• _SUPPLIED PASSAGE_:
Tuesday, July 5, 2016

So many points of no return.

Just before Australians cast their votes in our most indecisive election ever , the leader of the Liberal party and incumbent Prime minister gave an address to the National Press Club. The answers he gave to some questions touched on a theme of interest to me. It’s the theme that everything hangs in the balance or that we are at a point of no return.

A question from Catherine McGrath from SBS television about engagement with multi-ethnic Australia prompted a response that oddly was able to include this sentiment;

“Right across our nation, the choice on Saturday is clear - my team, a stable Coalition majority Government, with a clear national economic plan that will enable Australians in all of their diversity to realise their dreams.
On the other hand, the chaos, the uncertainty, the debt, the deficit, the higher taxes slowing investment, deterring employment, depriving Australians of those opportunities – that is the choice. It’s a clear one.”

A question from Catalina Florez for Network Ten about the Prime Ministers security in his own leadership was deflected with this idea;

“Catalina a win for the Coalition on Saturday is critically important for the future of 24 million Australians. It’s critically important for their children and their grandchildren. It’s critically important for the generations that are yet unborn.”

This could be considered standard political rhetoric. An incumbent government will always want to hype the risk of change, especially when it has only been in power for one term. Suggesting that voting for the other team will bring descending chaos is par for the course.

It is not surprising then to find similar sentiments from the main opposition party, or from minor parties. The issue might be the health system, public television, the environment or some vaguely racist Australian way of life but the tone is the same; everything hangs in the balance, this is the point of no return. Vote for me or we're doomed!

I am not writing this blog to scoff at this rhetoric. There are ways in which I consider the stakes high enough and the choices stark enough to make exactly such statements justified. The Great barrier reef is in very dire straits, possibly past the point of no return. The removal of protections for Aboriginal sacred sites in Western Australia will commit damage that cannot ever be undone. If we sign the TPP we will have shackled ourselves legally to support more rights for corporations than governments and cannot simply walk away. A line was crossed when we gave our immigration minister the capacity to remove people’s citizenship. We need a commissioner to investigate the abuse on Nauru before the perpetrators crawl under some rock and evidence is destroyed.

• _GIVEN RECORDS_:
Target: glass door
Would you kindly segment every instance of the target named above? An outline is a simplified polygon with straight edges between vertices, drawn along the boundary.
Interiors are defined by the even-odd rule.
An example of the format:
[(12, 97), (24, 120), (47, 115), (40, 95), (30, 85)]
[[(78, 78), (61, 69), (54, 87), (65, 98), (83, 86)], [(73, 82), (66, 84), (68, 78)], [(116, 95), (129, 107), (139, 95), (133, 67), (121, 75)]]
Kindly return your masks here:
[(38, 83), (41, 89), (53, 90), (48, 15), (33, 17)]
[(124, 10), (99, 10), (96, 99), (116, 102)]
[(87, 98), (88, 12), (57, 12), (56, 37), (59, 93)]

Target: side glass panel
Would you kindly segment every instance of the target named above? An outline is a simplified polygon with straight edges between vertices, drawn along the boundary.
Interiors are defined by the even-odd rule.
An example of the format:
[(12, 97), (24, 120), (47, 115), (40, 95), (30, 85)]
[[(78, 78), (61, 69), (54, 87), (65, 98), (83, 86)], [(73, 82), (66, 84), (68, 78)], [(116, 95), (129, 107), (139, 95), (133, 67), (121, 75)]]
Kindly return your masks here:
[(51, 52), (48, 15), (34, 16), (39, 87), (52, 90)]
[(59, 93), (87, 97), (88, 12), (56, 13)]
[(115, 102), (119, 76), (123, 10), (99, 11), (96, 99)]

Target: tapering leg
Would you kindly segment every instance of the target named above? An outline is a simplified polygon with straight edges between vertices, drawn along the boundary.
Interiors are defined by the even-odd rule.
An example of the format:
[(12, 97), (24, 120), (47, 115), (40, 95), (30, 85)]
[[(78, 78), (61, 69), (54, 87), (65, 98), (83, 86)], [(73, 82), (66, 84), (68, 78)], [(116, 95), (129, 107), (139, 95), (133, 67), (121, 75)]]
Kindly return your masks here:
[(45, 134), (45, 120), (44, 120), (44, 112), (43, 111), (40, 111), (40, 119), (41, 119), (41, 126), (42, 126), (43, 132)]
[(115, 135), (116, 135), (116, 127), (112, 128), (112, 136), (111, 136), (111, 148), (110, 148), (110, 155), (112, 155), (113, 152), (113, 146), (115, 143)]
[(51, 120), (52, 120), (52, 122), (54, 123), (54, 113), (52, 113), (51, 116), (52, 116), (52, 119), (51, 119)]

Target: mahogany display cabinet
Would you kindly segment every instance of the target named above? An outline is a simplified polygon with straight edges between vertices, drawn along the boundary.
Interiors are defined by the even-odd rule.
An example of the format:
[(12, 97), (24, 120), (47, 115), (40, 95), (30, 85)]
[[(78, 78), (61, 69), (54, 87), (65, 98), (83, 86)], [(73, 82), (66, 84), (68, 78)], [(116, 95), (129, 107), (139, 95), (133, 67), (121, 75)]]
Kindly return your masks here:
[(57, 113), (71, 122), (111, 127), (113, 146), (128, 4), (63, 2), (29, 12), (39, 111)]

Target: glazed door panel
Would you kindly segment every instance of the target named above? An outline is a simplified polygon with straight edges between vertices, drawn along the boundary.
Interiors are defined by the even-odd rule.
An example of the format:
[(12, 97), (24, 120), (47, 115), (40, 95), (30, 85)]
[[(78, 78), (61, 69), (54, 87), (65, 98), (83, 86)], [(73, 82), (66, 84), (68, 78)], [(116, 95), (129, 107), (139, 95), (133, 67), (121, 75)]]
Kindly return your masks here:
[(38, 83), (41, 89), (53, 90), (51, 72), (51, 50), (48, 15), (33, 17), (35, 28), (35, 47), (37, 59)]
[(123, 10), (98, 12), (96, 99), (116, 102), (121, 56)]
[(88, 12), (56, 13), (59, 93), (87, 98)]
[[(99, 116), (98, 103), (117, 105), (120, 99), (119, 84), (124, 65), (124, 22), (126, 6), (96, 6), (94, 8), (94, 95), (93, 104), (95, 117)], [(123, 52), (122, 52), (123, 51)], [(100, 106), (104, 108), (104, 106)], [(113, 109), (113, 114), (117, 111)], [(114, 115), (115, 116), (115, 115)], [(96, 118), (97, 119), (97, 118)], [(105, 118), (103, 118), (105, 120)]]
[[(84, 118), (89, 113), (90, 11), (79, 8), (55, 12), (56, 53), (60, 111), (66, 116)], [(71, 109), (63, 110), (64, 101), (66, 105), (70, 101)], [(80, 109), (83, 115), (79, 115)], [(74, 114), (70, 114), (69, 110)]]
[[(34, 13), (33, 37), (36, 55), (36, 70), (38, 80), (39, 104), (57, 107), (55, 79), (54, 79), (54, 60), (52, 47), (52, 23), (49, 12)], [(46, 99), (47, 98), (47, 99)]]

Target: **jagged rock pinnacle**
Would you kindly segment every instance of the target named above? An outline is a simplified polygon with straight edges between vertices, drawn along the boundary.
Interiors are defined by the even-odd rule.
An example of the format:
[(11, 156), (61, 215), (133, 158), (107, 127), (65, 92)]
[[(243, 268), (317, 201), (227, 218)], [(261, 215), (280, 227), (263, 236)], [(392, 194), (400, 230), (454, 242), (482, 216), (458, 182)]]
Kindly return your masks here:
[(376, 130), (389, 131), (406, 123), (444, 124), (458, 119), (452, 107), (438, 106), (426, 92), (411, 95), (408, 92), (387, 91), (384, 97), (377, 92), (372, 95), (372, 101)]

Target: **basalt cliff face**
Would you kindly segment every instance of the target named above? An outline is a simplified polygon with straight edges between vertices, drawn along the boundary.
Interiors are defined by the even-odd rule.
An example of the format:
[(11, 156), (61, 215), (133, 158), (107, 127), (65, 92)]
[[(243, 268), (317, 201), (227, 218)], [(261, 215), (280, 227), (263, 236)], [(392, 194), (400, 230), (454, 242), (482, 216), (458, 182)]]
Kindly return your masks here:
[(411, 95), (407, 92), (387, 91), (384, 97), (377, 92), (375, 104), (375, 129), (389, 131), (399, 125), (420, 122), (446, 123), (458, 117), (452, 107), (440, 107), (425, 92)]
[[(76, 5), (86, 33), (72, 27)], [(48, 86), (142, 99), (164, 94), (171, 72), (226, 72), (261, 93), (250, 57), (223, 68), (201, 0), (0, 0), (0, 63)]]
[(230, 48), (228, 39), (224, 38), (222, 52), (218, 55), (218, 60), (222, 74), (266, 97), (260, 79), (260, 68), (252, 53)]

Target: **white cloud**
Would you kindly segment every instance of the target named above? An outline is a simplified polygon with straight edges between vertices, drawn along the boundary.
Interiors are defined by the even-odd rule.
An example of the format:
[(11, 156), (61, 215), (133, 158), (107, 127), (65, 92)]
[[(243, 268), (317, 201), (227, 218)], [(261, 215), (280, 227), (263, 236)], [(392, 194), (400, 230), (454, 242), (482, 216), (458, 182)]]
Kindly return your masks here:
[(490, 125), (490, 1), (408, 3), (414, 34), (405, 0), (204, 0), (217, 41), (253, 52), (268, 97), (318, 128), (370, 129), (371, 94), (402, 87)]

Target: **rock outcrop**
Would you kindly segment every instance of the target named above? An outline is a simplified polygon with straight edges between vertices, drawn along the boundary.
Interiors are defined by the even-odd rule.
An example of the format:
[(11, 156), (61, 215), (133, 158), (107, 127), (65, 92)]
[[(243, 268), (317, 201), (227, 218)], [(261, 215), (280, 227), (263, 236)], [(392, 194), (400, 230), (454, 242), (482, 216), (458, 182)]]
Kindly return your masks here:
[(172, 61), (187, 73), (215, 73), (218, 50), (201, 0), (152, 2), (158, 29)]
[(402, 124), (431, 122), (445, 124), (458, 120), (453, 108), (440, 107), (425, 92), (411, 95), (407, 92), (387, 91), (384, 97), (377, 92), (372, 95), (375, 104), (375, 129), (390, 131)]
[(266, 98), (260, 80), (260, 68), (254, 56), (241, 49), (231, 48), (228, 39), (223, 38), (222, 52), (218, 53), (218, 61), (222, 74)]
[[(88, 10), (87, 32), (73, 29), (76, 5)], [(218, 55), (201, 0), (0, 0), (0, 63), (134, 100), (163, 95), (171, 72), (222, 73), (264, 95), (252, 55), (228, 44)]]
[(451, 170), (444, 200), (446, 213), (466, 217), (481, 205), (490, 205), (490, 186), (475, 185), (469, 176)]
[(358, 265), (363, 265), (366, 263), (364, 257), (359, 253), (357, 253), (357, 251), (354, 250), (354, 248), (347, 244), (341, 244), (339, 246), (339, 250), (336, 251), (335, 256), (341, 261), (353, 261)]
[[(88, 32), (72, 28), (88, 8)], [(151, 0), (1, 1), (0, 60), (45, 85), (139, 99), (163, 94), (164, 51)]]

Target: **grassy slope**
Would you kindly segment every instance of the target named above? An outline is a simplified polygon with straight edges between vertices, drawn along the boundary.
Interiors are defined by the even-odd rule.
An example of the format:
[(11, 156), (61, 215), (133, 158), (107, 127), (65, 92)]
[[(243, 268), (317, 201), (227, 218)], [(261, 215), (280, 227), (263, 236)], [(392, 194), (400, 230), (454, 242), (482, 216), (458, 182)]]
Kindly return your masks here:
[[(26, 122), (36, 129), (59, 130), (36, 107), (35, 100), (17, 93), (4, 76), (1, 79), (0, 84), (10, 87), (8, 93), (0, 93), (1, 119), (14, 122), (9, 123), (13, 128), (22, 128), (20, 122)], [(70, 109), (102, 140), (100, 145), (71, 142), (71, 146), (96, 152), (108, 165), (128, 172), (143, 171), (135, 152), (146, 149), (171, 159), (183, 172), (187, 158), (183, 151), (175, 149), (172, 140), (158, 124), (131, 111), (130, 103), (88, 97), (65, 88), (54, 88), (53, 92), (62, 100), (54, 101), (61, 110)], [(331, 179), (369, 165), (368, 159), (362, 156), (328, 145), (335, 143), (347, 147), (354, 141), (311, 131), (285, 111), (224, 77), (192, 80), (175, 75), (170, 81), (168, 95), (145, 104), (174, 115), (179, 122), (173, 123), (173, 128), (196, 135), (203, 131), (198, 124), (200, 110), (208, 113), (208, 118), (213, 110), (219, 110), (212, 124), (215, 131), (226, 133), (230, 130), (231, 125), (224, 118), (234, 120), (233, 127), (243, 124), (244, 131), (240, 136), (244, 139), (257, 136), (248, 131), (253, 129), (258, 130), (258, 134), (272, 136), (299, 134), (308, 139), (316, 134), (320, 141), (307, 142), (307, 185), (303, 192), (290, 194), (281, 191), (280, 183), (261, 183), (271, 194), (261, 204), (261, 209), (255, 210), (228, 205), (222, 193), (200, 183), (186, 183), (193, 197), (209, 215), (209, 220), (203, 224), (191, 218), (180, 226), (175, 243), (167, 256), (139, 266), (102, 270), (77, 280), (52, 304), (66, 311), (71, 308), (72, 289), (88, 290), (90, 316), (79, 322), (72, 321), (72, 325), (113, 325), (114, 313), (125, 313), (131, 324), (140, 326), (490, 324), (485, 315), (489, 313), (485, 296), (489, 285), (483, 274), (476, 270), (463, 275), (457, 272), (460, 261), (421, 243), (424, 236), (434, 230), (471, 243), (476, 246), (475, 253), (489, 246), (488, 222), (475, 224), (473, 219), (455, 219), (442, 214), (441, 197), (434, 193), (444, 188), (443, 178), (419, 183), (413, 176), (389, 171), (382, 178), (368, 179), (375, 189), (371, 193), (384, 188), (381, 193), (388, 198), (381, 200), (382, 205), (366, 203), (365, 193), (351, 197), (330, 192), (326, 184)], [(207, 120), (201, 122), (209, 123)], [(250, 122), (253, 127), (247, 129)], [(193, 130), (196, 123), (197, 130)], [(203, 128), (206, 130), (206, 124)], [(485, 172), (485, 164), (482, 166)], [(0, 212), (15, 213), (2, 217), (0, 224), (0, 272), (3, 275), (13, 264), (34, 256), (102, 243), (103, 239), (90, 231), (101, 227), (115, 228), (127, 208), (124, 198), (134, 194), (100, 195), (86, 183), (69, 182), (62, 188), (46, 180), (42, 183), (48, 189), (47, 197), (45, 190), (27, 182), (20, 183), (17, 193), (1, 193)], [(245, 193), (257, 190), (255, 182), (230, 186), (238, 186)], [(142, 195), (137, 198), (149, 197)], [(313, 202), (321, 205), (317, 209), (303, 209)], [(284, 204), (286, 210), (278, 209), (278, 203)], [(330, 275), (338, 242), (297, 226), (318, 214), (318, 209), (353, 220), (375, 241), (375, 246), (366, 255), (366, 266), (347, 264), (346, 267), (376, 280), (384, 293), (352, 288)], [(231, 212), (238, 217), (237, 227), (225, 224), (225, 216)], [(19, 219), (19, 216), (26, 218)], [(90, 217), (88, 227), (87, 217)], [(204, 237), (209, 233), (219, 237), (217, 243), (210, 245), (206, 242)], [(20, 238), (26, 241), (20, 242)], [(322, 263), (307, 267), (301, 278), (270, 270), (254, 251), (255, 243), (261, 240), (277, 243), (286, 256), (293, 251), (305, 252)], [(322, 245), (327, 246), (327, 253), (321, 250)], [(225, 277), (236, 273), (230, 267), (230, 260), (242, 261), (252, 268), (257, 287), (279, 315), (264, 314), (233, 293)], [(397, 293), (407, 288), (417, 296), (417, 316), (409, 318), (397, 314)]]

• _STATED GOAL 1_:
Answer these questions from the blog post on election rhetoric:
(a) Which outlet did Catherine McGrath represent?
(b) What was Catalina Florez's question about?
(c) What capacity given to the immigration minister does the writer say crossed a line?
• _STATED GOAL 2_:
In the entries, rewrite everything from the line containing "Target: side glass panel" down to the line containing "[(115, 102), (119, 76), (123, 10), (99, 11), (96, 99)]", putting "reduced polygon" in place of "simplified polygon" and changing nothing else.

• _CORRECT RESULT 1_:
(a) SBS television
(b) The Prime Minister's security in his own leadership
(c) The capacity to remove people's citizenship

• _CORRECT RESULT 2_:
Target: side glass panel
Would you kindly segment every instance of the target named above? An outline is a reduced polygon with straight edges between vertices, drawn along the boundary.
Interiors are defined by the even-odd rule.
An example of the format:
[(12, 97), (24, 120), (47, 115), (40, 95), (30, 85)]
[[(78, 78), (61, 69), (54, 87), (65, 98), (83, 86)], [(73, 82), (66, 84), (68, 78)], [(116, 95), (129, 107), (139, 95), (133, 67), (121, 75)]]
Kindly return your masks here:
[(51, 52), (48, 15), (34, 16), (39, 87), (52, 90)]
[(59, 93), (87, 97), (88, 12), (56, 13)]
[(115, 102), (119, 76), (123, 10), (99, 11), (96, 99)]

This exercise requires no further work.